What you need to do — How many lines in the material below contain the word "sandstone"? Reply with the number alone.
━━━ Given records ━━━
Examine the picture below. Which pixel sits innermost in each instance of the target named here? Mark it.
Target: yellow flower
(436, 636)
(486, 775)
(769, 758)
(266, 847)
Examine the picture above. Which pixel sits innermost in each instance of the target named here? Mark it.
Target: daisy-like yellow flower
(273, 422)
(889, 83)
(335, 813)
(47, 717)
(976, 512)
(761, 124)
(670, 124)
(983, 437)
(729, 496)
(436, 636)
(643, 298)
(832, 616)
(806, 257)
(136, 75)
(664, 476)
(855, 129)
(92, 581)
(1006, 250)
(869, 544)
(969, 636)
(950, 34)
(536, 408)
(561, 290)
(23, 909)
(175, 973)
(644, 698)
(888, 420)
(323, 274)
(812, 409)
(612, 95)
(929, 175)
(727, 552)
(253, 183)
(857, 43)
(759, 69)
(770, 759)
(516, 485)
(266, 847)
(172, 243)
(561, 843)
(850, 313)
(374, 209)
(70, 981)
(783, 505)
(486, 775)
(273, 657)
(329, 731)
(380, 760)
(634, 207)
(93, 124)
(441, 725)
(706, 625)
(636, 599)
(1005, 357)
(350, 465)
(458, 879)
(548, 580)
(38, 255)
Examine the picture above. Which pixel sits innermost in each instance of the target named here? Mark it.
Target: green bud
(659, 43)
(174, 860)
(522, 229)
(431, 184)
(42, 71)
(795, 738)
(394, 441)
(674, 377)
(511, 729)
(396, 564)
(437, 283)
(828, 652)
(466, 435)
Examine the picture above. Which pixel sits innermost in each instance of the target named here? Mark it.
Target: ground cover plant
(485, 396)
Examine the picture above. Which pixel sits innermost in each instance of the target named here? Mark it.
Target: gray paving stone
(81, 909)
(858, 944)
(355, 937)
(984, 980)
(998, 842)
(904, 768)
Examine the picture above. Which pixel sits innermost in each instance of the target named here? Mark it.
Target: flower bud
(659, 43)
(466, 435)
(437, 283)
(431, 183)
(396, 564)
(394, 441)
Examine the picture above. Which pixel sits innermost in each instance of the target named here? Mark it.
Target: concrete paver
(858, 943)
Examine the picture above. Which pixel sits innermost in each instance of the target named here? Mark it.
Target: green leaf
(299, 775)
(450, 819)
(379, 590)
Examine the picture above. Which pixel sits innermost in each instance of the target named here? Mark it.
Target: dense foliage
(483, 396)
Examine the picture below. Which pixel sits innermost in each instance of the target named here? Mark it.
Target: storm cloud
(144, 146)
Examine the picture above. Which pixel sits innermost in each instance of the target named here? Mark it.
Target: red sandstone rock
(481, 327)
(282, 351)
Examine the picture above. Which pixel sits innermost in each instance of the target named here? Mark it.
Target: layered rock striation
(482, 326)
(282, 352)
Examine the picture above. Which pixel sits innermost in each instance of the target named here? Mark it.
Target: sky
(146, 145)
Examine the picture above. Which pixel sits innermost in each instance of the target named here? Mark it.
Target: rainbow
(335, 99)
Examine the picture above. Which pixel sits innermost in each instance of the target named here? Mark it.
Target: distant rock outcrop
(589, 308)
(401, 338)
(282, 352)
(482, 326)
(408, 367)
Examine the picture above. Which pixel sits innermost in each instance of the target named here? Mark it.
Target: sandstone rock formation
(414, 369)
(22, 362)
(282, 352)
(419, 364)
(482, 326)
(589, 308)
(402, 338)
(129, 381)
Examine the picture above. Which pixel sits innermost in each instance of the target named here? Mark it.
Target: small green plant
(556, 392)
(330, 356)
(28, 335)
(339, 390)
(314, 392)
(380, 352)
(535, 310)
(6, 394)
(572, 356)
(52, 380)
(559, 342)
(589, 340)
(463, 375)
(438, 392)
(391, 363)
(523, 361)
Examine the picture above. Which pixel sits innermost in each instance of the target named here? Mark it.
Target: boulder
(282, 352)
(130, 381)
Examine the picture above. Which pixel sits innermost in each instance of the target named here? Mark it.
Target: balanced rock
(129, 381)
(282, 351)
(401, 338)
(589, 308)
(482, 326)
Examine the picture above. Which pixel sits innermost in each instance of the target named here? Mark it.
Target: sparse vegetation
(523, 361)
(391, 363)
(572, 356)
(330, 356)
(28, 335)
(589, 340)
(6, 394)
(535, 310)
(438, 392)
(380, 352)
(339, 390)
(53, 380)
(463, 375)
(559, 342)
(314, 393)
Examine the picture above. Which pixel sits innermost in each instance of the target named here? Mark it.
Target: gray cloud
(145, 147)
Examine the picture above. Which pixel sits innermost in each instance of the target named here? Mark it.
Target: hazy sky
━━━
Exercise result — 2